**ТЕКСТ ДОКУМЕНТА**.
-*-*-

Возможно, указанная московская оптика души, которой он не определял, но диагностировал и которой поддался на одно мгновение писания «Бедной Лизы», в итоге оказалась настроена для него самого слишком уж центростремительно, «монархически». Николай Карамзин не вполне соответствовал требованиям им же самим определенной московской оптики. Он для того был слишком онемечен: хладнокровен и «глазаст».

Карамзин остался вне Москвы, за «зеркалом»; не шагнул из пространства в слово, хотя указал русской литературе именно этот путь — в Москву.

Он был слишком отстранен, осторожен, старался во всяком своем предприятии сохранить дистанцию от совершаемого переворота языка. Неслучайно он так часто вспоминал о зеркале и надобности рефлексии.

Так на войне осторожный наблюдатель поднимает зеркало поверх окопа, чтобы увидеть, что там впереди, и при этом не получить пулю в лоб.

Поэтому он оказывается в нашем представлении — «там», до Пушкина.

*

Примерно так видится теперь, после разбора европейского путешествия Карамзина, исходная мизансцена языка «у зеркала».

-*-*-

**ЧТО НУЖНО СДЕЛАТЬ**.
a - Перепишите из текста о Карамзине фрагмент от слов «Он был слишком» до слов «пулю в лоб.» включительно.
b - Обновите строки ниже от строки с «## Example: detecting ice floe» до строки с «472;499;819;588» включительно, заменив «bounding boxes» на «rectangles». Приведите только эти строки, ничего больше в них не меняя.

**МАТЕРИАЛ**.

-*-*-

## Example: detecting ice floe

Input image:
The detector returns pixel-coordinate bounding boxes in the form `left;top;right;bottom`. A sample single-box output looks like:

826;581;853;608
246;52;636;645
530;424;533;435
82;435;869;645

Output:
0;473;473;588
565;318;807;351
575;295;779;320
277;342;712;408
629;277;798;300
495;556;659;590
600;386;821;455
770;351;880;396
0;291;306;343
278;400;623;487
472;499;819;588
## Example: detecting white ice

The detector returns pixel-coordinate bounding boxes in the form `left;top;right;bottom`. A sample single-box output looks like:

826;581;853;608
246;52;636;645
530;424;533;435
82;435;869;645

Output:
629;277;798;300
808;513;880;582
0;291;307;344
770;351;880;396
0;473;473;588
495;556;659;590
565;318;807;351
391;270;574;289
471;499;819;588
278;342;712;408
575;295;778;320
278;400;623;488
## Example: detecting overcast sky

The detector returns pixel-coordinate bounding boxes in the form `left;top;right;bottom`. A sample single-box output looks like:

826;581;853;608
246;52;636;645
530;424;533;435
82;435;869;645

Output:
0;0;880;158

-*-*-

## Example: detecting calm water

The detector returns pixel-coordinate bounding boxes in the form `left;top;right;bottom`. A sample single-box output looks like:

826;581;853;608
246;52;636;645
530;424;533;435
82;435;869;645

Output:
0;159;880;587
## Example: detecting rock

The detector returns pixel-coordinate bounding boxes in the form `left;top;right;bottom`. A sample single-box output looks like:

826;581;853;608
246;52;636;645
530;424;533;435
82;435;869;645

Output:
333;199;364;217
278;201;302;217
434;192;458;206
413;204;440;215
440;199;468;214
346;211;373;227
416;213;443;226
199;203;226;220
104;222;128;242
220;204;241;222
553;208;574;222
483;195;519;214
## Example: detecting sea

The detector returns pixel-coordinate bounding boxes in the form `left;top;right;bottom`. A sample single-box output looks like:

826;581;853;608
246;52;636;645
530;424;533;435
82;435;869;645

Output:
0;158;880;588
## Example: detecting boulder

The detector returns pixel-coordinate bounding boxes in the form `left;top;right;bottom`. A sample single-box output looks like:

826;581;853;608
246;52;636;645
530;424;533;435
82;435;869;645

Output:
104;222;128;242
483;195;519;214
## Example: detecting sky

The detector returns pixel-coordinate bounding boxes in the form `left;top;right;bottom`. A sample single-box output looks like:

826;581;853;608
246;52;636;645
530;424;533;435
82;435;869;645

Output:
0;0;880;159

-*-*-

**ОТВЕТЫ К ЗАДАНИЯМ**.
a -
Он был слишком отстранен, осторожен, старался во всяком своем предприятии сохранить дистанцию от совершаемого переворота языка. Неслучайно он так часто вспоминал о зеркале и надобности рефлексии.

Так на войне осторожный наблюдатель поднимает зеркало поверх окопа, чтобы увидеть, что там впереди, и при этом не получить пулю в лоб.

b -
## Example: detecting ice floe

Input image:
The detector returns pixel-coordinate rectangles in the form `left;top;right;bottom`. A sample single-box output looks like:

826;581;853;608
246;52;636;645
530;424;533;435
82;435;869;645

Output:
0;473;473;588
565;318;807;351
575;295;779;320
277;342;712;408
629;277;798;300
495;556;659;590
600;386;821;455
770;351;880;396
0;291;306;343
278;400;623;487
472;499;819;588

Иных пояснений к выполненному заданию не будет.